- [Exercise objective] Your task is to extract every entry that follows word for word while excluding the pictures.

Excerpt from a dataset:

○ ○ ○ ○ ○ ○ ○

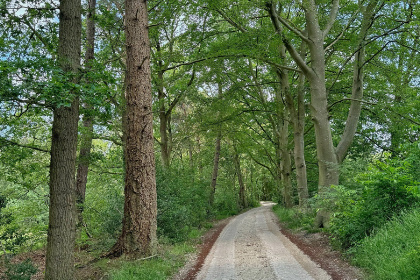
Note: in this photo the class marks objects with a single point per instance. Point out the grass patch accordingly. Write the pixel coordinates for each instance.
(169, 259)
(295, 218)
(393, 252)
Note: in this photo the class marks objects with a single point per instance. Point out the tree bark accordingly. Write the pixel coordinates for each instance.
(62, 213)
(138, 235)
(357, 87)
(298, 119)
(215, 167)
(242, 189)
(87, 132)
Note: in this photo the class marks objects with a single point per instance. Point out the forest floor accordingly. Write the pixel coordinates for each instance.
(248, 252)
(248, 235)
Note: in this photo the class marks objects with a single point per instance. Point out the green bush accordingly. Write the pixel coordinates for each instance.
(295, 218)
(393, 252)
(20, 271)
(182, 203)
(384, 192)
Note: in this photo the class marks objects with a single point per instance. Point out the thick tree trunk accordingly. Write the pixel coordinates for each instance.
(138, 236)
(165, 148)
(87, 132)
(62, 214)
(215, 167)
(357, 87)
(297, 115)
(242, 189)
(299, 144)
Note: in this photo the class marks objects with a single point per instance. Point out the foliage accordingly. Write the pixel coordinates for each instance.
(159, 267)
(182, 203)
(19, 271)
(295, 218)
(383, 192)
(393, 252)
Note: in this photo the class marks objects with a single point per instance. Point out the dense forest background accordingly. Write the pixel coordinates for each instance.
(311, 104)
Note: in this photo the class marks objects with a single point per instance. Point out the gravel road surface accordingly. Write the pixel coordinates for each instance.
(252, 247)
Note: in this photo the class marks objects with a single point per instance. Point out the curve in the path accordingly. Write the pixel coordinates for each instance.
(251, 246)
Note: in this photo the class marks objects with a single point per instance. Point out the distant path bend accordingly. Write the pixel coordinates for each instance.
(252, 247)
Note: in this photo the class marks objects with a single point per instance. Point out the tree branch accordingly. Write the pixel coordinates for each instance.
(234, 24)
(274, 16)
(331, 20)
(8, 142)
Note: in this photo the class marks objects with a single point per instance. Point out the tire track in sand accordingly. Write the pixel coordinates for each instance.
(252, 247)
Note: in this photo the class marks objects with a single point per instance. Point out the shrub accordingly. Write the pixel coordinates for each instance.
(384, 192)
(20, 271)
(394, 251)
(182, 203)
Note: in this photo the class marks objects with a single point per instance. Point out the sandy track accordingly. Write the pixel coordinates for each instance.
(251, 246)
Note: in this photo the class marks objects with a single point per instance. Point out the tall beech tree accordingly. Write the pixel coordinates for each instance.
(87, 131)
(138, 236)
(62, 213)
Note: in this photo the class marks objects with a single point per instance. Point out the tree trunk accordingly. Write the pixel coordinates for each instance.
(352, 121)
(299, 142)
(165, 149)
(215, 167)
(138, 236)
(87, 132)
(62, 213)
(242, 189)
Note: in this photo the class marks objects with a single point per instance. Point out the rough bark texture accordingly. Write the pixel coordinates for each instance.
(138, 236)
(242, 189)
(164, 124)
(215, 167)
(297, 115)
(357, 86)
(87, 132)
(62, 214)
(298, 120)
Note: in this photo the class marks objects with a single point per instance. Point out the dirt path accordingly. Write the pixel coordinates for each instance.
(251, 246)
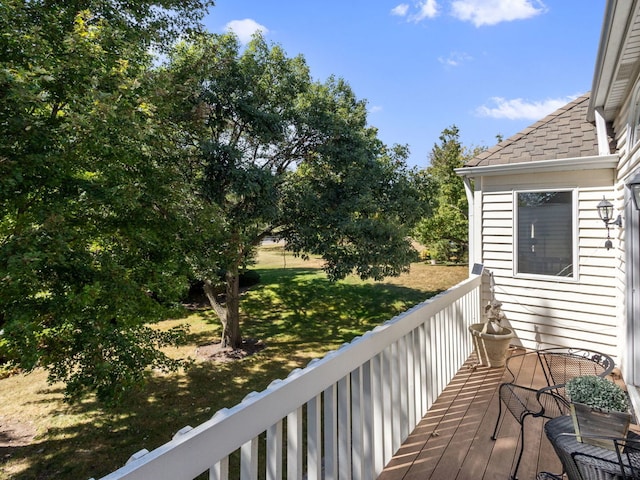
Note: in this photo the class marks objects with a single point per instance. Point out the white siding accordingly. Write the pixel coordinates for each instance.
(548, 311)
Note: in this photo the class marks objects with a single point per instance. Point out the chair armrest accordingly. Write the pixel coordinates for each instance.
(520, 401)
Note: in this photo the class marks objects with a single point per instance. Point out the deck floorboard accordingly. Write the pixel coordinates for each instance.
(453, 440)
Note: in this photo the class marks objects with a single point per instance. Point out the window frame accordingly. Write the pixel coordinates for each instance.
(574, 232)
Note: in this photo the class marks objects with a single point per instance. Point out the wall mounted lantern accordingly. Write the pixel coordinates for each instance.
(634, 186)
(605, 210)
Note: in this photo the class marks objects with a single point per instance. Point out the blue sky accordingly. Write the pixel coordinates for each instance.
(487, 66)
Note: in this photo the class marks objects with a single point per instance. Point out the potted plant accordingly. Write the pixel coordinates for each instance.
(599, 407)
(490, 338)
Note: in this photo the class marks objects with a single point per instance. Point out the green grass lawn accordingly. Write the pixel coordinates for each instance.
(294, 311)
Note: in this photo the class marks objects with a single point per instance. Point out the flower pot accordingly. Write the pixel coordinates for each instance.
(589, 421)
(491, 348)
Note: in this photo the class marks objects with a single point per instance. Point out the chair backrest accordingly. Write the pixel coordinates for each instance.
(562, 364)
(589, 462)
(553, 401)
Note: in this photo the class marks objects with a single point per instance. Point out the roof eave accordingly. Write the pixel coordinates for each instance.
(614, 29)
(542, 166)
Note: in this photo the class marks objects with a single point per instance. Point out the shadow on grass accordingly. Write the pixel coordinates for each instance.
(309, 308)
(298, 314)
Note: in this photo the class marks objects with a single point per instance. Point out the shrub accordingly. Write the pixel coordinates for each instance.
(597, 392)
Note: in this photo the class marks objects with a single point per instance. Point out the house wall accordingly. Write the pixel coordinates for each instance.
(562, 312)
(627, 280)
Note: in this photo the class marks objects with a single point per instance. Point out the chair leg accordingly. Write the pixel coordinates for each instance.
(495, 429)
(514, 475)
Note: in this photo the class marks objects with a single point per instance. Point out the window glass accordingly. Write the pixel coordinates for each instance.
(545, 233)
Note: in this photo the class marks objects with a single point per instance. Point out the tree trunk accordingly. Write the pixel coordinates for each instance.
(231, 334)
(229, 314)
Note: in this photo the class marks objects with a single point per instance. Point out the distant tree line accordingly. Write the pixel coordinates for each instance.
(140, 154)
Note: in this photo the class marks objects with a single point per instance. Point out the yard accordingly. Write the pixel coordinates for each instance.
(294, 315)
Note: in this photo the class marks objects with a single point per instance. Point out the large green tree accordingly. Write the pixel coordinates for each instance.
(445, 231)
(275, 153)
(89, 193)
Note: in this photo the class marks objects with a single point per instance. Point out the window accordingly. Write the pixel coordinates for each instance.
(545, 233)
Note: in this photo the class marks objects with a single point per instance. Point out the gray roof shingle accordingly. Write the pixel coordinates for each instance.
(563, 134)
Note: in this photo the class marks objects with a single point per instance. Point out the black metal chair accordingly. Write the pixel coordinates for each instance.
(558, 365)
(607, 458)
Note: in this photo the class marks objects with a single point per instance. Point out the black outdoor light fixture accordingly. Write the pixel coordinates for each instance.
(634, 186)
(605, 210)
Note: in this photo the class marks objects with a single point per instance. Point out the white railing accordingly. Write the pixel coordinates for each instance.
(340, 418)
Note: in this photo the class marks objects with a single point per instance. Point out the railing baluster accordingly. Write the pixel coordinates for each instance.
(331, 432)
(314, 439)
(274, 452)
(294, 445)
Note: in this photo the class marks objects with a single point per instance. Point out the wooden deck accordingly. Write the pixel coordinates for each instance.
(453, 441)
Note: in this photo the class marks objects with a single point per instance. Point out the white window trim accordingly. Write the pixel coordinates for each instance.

○ ○ ○ ○ ○ ○ ○

- [The output]
Note: in this photo the class marks objects with a single point per instance. Point out the grass patch accordingly. Write the pixel coordinates for each instance.
(169, 259)
(295, 218)
(393, 252)
Note: in this photo the class marks objects with a single point per instance. Point out the tree bark accordingly. Write the pixel coordinates for each instance.
(62, 213)
(138, 235)
(357, 87)
(298, 119)
(215, 167)
(242, 189)
(87, 132)
Note: in this photo the class marks objects with a single point per instance. Point out the forest floor accordingly. Write the pixel coordinates for each instance.
(248, 252)
(248, 235)
Note: in this photo the class marks objects with a single point per instance. Point out the green bush accordingly. Write the pixel coordinates for each instance.
(295, 218)
(393, 252)
(20, 271)
(182, 203)
(384, 192)
Note: in this photo the class marks objects with a single point per instance. Point out the thick tree trunk accordingly. Write the pixel coordinates for each instance.
(138, 236)
(165, 148)
(87, 132)
(62, 214)
(215, 167)
(357, 87)
(297, 115)
(242, 189)
(299, 144)
Note: in this photo the class marks objects with a single point per instance. Point out the foliage accordingly. Write the pixel coordinates for each instance.
(159, 267)
(182, 203)
(19, 271)
(295, 218)
(383, 192)
(393, 252)
Note: in this photo the class marks objects with a single point per instance. Point out the dense forest background accordingly. Write the pixel coordinates for each instance.
(311, 104)
Note: in this photo the class marks objects with a single point per instance. Point out the gravel road surface accordingly. Write the pixel coordinates for each instance.
(252, 247)
Note: in this photo the class marks objects with a single point per instance. Point out the curve in the path accordingly. Write the pixel coordinates for each instance.
(251, 246)
Note: in this photo the class marks objects with a single point per instance. Point out the distant path bend accordingly. Write the pixel coordinates for each instance.
(252, 247)
Note: in this photo the class marks objects with a single point per instance. Point out the tree branch accordingly. Write the pixel coordinates for each instance.
(234, 24)
(274, 16)
(331, 20)
(8, 142)
Note: in this photo the class marks objects with a single point per instance. Point out the tire track in sand accordingly. Write the pixel coordinates for each instance.
(252, 247)
Note: in this photo the class marks objects with a single point per instance. Point out the shrub accordingly. Write the pixel coordinates for each instance.
(384, 192)
(20, 271)
(394, 251)
(182, 203)
Note: in this photo the class marks objects with a single point per instance. Point out the sandy track accordingly. Write the pixel coordinates for each instance.
(251, 246)
Note: in this photo the class marks objects with a single point per instance. Point out the tall beech tree accordingly. Write the pixel coordinates for each instance.
(87, 131)
(138, 236)
(62, 213)
Note: in this photo the class marks objects with a single point per instance. Point out the tree trunk accordingly. Write the pixel coordinates for each instance.
(352, 121)
(299, 142)
(165, 149)
(215, 167)
(138, 236)
(87, 132)
(62, 213)
(242, 189)
Note: in this photo the class marks objects with a single point per instance. Point out the rough bark texture accordingly. Write the pixel coordinates for each instance.
(138, 236)
(242, 189)
(164, 124)
(215, 167)
(297, 115)
(357, 86)
(87, 132)
(62, 214)
(298, 120)
Note: in this photo the class marks objects with a single point per instance. Point out the dirt path accordingly. Write the pixel coordinates for each instance.
(251, 246)
Note: in this photo the class marks objects with a single point per instance. Point out the white siding accordingly. Write the pixel coordinates for each instance.
(548, 311)
Note: in this photo the class marks objects with a single point per instance. Point out the chair armrest accordingly. Write the pixel coordinates for each instance.
(520, 401)
Note: in this photo the class marks objects with a single point per instance. Point out the deck floorboard accordingly. Write the pixel coordinates for each instance.
(453, 440)
Note: in this photo the class marks objects with a single point per instance. Point out the window frame accordingly. Write the pixel coordinates for each instance.
(574, 232)
Note: in this photo the class marks objects with a single point per instance. Point out the wall mounted lantern accordingly. Write the pixel coordinates for each instance.
(634, 186)
(605, 210)
Note: in this photo the class marks objects with a single point per instance. Point out the blue sky accordingly. Write the pixel coordinates for each instance.
(487, 66)
Note: in this photo the class marks objects with a single point per instance. Point out the potted plant accordingly. Write the pixel coordinates for each instance.
(599, 407)
(490, 338)
Note: in this photo the class marks objects with a single point per instance. Point out the green grass lawn accordingly. Write the pixel coordinates for each instance.
(294, 311)
Note: in this photo the class marks objects with a single point per instance. Point out the flower pot accordingly. Write the pixel coordinates for each instance.
(589, 421)
(491, 348)
Note: in this photo the class marks objects with a single point per instance. Point out the chair backrest accordingly. Write the pixel coordinates for each instance.
(562, 364)
(589, 462)
(553, 401)
Note: in this photo the class marks objects with a single point per instance. Point out the roof eave accordingly. Write the pixel coordinates for each instance.
(614, 29)
(542, 166)
Note: in this photo the class marks objects with a single point per instance. Point out the shadow on grass accordingly. Write the pixel coordinates for each instance.
(309, 308)
(298, 314)
Note: in this photo the class marks objects with a single point per instance. Point out the shrub accordingly. Write the pixel coordinates for each instance.
(597, 392)
Note: in this photo the class marks objects with a single point per instance. Point out the house wall accordingly. Write the pixel coordinates for each instance.
(562, 312)
(627, 280)
Note: in this photo the class marks objects with a single point per instance. Point out the chair leg accordingly. Write the pixel coordinates for each instance.
(495, 429)
(514, 475)
Note: in this photo the class marks objects with a single point per instance. Point out the window glass accordingly. Write the pixel coordinates for each instance.
(545, 233)
Note: in this photo the class marks objects with a single point per instance. Point out the tree trunk accordingly. Write the pixel coordinates for each instance.
(231, 334)
(229, 314)
Note: in this photo the class marks objects with a single point per instance. Point out the distant tree line accordingly. Write the pixel coordinates for each instance.
(140, 154)
Note: in this photo the class marks objects with a single point per instance. Point out the yard accordingly. Write the pixel coordinates for each instance.
(294, 315)
Note: in this photo the class marks objects with a single point per instance. Point out the large green tree accordingly. Write the pixel coordinates for each instance.
(445, 231)
(275, 153)
(89, 193)
Note: in this photo the class marks objects with a single point per instance. Point out the window accordingly. Write the pixel coordinates for each instance.
(545, 233)
Note: in this photo the class marks objects with a single point per instance. Point out the gray roof shingle accordingly. Write the pixel coordinates for each instance.
(563, 134)
Note: in this photo the class marks objects with a single point per instance. Point out the black metal chair accordingly. Write the pixel coordinates for each instance.
(558, 365)
(607, 458)
Note: in this photo the class marks objects with a single point per instance. Point out the black outdoor light fixture accordingly. Write the pixel coordinates for each instance.
(634, 186)
(605, 210)
Note: in this photo the class marks objects with a single point per instance. Point out the white railing accordingly. Write the pixel coordinates for each instance.
(340, 418)
Note: in this photo the class marks objects with a single point per instance. Point out the railing baluster accordingly. Write the pixel coordinates for each instance.
(331, 432)
(314, 439)
(274, 452)
(294, 445)
Note: in this photo the class marks objects with a single point per instance. Point out the wooden deck accordingly. Write the pixel coordinates for each instance.
(453, 441)
Note: in this photo the class marks objects with a single point per instance. Point out the white window trim accordingly. Write the pixel coordinates for each instance.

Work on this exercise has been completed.